#### [SET EXERCISE]
Scale the coordinates in the answers of the entries below by 0.6, rounding each to the nearest whole number with halves rounded up. Reproduce only the lines from the line with "walking listed here." to the line with "[(457, 499)]", both included, and keep the requests unchanged.

(Coordinate annotation entries)
■ ■ ■ ■ ■

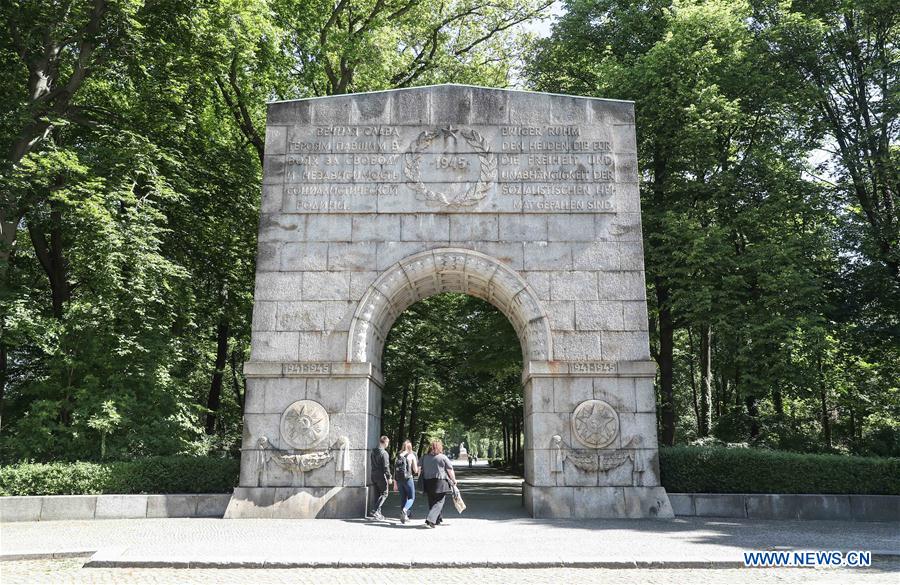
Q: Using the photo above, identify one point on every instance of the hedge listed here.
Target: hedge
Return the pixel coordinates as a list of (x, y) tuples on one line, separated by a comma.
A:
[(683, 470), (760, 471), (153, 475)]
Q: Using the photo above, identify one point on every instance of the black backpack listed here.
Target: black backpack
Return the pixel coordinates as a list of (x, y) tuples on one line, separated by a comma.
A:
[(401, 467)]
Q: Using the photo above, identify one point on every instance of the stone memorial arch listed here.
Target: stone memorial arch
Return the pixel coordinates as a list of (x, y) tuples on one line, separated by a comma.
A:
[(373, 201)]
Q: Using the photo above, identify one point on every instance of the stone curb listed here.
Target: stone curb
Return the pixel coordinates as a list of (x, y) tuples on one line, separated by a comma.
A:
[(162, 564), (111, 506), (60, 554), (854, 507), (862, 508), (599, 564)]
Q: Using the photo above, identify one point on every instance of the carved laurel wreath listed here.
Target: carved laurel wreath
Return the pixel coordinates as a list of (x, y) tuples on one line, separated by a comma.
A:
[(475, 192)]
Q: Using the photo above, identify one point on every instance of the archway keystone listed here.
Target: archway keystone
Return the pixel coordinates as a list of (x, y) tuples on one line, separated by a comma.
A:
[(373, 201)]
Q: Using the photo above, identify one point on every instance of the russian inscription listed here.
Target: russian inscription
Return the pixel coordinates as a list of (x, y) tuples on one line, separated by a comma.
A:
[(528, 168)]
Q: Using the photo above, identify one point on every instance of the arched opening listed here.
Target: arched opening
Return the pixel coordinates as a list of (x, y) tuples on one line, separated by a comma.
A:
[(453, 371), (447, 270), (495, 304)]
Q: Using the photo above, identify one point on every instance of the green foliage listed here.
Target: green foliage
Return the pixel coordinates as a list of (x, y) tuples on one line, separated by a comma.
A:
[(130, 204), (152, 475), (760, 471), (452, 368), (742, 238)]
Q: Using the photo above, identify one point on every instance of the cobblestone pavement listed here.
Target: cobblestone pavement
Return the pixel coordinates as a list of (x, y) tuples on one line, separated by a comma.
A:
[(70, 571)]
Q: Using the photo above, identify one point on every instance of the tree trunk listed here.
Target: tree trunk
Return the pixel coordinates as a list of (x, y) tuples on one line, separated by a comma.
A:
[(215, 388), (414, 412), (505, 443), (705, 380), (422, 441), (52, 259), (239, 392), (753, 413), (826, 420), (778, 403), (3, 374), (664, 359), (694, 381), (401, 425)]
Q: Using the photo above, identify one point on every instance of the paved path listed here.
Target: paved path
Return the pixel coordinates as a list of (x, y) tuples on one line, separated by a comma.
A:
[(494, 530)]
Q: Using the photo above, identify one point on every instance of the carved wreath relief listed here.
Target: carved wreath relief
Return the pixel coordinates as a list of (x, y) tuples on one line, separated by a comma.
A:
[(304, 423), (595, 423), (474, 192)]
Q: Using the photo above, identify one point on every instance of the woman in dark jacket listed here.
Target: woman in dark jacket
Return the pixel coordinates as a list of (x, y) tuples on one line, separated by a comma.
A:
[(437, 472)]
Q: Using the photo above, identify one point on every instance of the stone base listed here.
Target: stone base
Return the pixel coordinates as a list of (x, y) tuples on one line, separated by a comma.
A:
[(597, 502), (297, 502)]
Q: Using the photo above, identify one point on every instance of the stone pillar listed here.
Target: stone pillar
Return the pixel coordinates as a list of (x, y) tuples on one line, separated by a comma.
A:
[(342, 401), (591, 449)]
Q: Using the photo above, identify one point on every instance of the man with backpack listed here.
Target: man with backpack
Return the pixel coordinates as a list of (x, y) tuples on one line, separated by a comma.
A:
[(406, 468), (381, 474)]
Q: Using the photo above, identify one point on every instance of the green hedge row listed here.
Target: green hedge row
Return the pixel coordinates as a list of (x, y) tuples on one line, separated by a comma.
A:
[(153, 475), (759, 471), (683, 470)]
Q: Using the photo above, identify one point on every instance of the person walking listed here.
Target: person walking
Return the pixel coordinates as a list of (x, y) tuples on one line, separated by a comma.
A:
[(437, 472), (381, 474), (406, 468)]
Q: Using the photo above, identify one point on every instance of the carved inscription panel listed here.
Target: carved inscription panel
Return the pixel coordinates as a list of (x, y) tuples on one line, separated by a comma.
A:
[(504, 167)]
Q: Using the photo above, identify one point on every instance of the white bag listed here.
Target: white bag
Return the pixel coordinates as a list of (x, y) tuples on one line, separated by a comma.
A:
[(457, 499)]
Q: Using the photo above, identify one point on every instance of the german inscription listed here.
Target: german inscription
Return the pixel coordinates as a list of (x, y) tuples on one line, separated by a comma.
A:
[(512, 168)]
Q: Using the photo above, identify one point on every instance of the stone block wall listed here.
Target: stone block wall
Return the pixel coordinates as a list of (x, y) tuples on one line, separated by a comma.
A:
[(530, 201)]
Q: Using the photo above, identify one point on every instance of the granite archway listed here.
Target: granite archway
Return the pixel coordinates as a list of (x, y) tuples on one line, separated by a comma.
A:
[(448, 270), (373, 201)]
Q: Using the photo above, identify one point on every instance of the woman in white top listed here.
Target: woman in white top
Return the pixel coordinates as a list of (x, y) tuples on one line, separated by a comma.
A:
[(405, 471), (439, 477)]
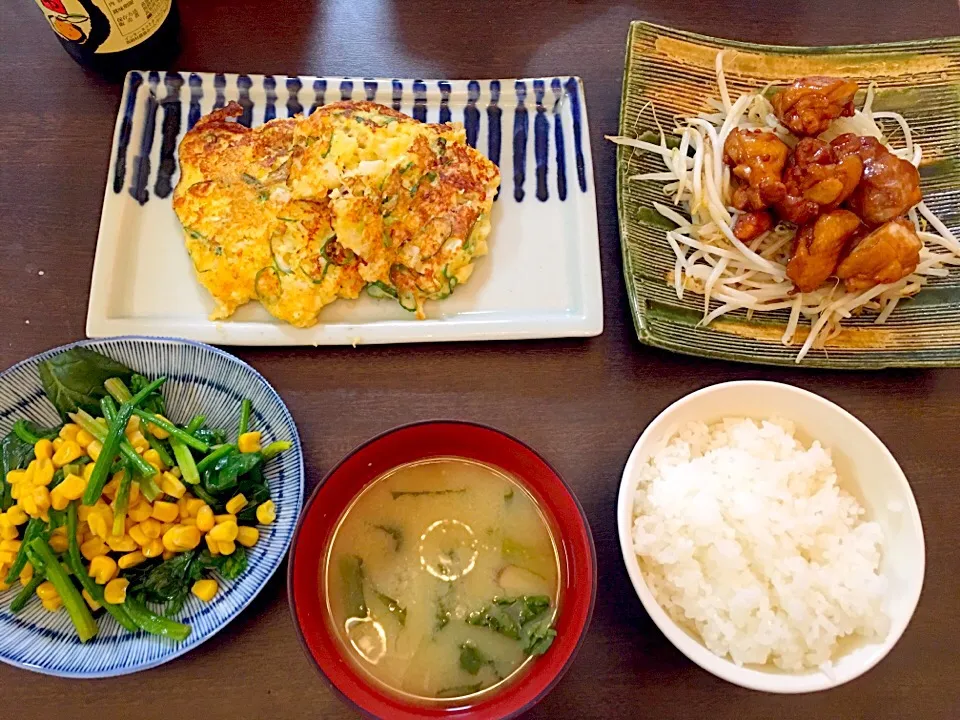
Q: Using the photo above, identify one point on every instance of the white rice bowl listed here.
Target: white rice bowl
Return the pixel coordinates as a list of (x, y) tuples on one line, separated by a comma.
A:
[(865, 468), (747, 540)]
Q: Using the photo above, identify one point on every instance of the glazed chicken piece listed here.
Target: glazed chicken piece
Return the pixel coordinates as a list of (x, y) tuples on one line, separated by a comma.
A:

■ ■ ■ ■ ■

#### [WRITTEN RESPONSE]
Q: Using the photo above, identify one point on every instance of the person walking listed here.
Target: person walking
Return the pixel coordinates as a list of (x, y) tuples on one line, separated by a comma.
A:
[(262, 283), (229, 284), (244, 281)]
Q: Using the photo above, identify one point on every instance of the carved inscription panel listed here.
Target: carved inscription panel
Return the pixel coordinates as a list of (x, y) tuples on one line, separated by a comma.
A:
[(302, 100)]
Q: Using the photo above, identify one point on every instance of the white bag listed here.
Target: white bag
Return the pixel coordinates as a list of (x, y) tuples on one line, separated by a comma.
A:
[(274, 299)]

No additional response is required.